AIM OF THE EXERCISE
Extract the lines between the one holding "search: pond" and the one holding "[474,45,573,114]", inclusive, and copy each line with no change.
----
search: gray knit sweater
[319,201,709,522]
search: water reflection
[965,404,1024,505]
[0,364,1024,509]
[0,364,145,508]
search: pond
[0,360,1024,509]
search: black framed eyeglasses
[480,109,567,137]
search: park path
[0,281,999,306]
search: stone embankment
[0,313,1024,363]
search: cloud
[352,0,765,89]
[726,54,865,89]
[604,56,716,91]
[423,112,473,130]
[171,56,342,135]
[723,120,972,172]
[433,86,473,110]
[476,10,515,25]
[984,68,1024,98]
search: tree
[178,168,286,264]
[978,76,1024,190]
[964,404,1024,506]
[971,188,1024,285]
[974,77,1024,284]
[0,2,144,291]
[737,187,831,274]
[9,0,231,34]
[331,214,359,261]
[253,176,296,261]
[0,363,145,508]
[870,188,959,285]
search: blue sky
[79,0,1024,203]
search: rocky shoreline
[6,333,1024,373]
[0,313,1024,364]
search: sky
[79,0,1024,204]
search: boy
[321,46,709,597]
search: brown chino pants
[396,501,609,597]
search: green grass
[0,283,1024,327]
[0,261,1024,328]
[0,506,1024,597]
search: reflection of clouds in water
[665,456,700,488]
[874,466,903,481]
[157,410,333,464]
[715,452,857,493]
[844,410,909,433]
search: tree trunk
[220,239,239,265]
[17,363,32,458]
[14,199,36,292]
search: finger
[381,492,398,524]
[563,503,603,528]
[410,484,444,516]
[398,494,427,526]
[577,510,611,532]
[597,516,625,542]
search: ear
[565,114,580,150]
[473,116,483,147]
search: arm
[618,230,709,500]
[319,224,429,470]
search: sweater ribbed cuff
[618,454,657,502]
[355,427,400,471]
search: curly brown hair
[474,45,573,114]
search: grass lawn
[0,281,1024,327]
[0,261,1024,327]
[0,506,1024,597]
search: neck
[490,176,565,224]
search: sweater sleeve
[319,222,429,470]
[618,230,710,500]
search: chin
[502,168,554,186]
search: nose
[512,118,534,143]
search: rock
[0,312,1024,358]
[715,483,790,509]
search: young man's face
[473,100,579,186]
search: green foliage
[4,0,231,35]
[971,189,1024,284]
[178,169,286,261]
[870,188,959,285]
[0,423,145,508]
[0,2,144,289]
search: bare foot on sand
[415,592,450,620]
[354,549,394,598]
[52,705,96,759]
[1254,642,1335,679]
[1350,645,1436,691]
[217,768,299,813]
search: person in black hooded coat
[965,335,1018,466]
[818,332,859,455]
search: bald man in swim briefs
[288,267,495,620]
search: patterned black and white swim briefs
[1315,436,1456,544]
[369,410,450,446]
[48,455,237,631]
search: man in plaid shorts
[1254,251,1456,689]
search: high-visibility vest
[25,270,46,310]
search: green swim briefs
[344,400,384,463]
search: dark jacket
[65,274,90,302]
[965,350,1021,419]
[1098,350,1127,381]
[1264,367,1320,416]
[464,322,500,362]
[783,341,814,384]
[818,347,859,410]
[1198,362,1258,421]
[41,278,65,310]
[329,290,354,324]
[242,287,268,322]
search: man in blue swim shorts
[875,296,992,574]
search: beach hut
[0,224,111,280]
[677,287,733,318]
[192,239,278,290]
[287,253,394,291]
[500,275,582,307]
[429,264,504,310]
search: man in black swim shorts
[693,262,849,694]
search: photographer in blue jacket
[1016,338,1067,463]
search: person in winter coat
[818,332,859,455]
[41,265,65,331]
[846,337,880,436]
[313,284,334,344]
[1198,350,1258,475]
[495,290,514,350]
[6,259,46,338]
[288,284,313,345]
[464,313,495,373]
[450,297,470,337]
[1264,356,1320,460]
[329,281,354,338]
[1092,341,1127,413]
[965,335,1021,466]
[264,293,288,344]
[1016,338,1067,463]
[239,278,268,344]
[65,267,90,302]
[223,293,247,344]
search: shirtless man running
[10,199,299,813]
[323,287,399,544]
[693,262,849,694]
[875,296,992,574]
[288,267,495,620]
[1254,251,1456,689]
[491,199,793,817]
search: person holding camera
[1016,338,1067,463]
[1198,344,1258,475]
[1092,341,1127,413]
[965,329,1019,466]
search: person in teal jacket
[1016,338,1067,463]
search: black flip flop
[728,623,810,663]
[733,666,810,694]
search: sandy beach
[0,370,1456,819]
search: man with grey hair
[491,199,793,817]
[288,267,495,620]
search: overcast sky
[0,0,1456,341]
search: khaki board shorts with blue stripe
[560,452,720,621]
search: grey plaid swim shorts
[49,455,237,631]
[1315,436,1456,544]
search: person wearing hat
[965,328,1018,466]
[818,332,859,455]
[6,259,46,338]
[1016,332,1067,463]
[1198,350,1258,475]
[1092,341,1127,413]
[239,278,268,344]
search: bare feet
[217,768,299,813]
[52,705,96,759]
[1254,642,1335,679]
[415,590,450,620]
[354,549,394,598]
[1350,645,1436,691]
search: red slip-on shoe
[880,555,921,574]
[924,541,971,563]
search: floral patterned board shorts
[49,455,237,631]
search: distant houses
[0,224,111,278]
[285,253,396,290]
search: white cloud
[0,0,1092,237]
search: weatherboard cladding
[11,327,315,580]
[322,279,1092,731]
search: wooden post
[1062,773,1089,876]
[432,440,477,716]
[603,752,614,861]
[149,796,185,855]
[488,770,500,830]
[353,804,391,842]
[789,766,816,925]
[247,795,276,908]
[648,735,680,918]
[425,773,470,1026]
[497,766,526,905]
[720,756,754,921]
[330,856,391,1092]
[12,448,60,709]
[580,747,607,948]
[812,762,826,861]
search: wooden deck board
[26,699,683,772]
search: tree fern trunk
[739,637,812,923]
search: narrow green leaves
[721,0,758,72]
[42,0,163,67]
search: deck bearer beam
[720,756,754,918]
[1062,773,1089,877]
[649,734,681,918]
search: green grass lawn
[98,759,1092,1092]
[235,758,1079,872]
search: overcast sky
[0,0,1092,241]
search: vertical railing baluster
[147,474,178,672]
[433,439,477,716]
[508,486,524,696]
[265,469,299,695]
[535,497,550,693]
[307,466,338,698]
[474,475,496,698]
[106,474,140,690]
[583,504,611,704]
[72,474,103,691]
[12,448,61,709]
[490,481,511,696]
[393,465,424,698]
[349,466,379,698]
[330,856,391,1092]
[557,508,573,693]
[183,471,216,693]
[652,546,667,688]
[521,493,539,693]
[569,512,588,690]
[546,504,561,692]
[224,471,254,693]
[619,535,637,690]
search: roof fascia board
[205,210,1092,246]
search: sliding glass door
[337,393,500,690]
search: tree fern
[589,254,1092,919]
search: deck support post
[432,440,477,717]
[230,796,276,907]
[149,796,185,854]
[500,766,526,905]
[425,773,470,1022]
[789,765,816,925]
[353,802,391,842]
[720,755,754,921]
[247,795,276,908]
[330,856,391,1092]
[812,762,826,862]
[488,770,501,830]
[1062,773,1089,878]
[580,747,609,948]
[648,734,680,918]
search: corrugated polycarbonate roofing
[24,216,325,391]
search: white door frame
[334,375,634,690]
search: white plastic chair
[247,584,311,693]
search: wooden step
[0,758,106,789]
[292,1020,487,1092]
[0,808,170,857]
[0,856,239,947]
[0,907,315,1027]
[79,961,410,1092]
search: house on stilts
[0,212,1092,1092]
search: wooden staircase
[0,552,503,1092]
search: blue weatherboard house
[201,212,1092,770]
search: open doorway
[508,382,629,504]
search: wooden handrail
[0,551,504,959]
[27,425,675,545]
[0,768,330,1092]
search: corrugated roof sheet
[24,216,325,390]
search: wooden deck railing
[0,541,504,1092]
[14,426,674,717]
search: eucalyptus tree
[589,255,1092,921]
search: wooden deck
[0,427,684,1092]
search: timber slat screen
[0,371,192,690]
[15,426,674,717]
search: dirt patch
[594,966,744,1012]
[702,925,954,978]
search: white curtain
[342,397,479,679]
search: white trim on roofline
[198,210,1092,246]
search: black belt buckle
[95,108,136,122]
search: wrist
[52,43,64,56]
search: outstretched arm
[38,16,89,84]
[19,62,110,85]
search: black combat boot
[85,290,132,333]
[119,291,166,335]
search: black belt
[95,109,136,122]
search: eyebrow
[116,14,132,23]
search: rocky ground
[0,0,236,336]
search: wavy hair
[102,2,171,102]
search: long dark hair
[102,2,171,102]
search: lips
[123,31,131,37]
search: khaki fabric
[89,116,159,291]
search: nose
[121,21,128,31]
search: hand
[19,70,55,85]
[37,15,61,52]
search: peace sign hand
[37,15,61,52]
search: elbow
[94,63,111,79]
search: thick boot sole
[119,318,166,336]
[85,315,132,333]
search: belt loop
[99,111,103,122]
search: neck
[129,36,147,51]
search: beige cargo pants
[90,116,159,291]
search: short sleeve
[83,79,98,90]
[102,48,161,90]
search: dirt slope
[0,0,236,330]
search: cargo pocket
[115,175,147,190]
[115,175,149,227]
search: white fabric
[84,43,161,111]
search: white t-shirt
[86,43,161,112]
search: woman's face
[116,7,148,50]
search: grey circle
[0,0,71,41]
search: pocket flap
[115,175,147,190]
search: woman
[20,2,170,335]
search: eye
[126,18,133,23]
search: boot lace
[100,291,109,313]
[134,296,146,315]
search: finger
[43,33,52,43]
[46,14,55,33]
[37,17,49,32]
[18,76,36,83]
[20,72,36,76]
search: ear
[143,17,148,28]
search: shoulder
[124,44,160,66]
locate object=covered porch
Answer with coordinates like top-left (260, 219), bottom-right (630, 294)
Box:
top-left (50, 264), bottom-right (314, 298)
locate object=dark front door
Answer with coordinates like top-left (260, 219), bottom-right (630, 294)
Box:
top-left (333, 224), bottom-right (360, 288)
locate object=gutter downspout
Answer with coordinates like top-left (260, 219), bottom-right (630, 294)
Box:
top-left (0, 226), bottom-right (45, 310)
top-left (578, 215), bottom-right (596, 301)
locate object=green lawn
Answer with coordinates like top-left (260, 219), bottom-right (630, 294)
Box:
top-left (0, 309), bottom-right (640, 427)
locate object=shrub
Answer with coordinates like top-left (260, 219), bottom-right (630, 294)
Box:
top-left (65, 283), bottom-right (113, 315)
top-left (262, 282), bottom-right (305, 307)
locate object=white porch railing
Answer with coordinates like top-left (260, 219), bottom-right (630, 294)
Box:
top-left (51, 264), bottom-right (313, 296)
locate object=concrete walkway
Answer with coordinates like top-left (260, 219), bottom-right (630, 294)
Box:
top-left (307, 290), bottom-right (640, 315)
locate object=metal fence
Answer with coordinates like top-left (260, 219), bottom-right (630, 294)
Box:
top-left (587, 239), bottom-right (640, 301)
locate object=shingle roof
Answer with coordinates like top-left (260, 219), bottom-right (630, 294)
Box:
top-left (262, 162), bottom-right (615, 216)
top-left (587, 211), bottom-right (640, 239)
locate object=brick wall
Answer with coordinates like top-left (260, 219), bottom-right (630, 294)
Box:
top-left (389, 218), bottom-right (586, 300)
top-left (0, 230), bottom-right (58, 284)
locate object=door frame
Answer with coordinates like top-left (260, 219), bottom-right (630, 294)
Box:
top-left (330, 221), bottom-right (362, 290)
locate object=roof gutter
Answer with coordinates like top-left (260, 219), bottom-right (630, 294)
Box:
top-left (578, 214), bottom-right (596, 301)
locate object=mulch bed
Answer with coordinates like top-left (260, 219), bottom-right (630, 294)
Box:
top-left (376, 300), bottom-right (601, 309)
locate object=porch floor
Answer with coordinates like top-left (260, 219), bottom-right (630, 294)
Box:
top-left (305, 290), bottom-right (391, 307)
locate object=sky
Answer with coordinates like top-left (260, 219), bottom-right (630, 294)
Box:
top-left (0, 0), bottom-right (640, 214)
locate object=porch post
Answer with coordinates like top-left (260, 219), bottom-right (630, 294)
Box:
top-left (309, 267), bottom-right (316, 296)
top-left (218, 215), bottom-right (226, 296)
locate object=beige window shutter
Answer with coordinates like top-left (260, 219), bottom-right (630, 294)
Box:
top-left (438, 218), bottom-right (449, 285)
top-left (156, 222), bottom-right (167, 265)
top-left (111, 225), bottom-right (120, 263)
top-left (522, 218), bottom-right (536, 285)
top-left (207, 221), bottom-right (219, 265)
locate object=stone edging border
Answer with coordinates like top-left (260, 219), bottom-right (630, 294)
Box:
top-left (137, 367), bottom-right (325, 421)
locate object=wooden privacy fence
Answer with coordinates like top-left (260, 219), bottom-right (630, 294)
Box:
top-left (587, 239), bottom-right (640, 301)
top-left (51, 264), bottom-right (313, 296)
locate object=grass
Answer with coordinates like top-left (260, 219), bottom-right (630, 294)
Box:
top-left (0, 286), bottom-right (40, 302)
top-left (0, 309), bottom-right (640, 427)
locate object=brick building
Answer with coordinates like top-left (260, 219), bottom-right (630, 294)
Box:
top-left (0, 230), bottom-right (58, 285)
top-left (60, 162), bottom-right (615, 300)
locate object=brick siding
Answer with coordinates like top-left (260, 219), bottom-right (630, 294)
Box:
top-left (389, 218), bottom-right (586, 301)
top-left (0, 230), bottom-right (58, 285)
----
ANSWER IN FULL
search: pond
[0,360,1024,509]
search: black framed eyeglasses
[480,109,567,137]
search: park path
[0,281,999,306]
search: stone embankment
[0,313,1024,363]
search: cloud
[352,0,765,89]
[726,54,865,89]
[604,56,716,91]
[423,112,473,130]
[171,56,342,135]
[723,120,972,172]
[433,86,473,110]
[476,10,515,25]
[984,68,1024,98]
search: tree
[178,168,286,264]
[978,76,1024,190]
[964,404,1024,506]
[971,188,1024,285]
[974,77,1024,284]
[0,2,144,291]
[737,187,831,274]
[9,0,231,34]
[331,214,359,261]
[253,176,296,261]
[0,363,145,508]
[870,188,959,285]
search: blue sky
[79,0,1024,203]
search: rocky shoreline
[6,333,1024,373]
[0,313,1024,364]
search: sky
[79,0,1024,204]
search: boy
[321,46,709,597]
search: brown chino pants
[396,501,609,597]
search: green grass
[0,283,1024,327]
[0,261,1024,328]
[0,506,1024,597]
search: reflection of clouds in water
[665,456,700,488]
[874,466,903,481]
[157,410,333,464]
[715,452,857,493]
[844,410,909,433]
search: tree trunk
[220,239,239,265]
[17,363,32,458]
[14,199,36,292]
search: finger
[381,492,398,524]
[563,503,603,528]
[410,484,444,516]
[398,494,427,526]
[577,510,611,532]
[597,516,625,542]
search: ear
[565,114,580,150]
[473,116,483,147]
search: arm
[618,230,709,500]
[319,224,429,470]
search: sweater ribbed cuff
[618,454,657,502]
[355,427,400,471]
search: curly brown hair
[474,45,573,114]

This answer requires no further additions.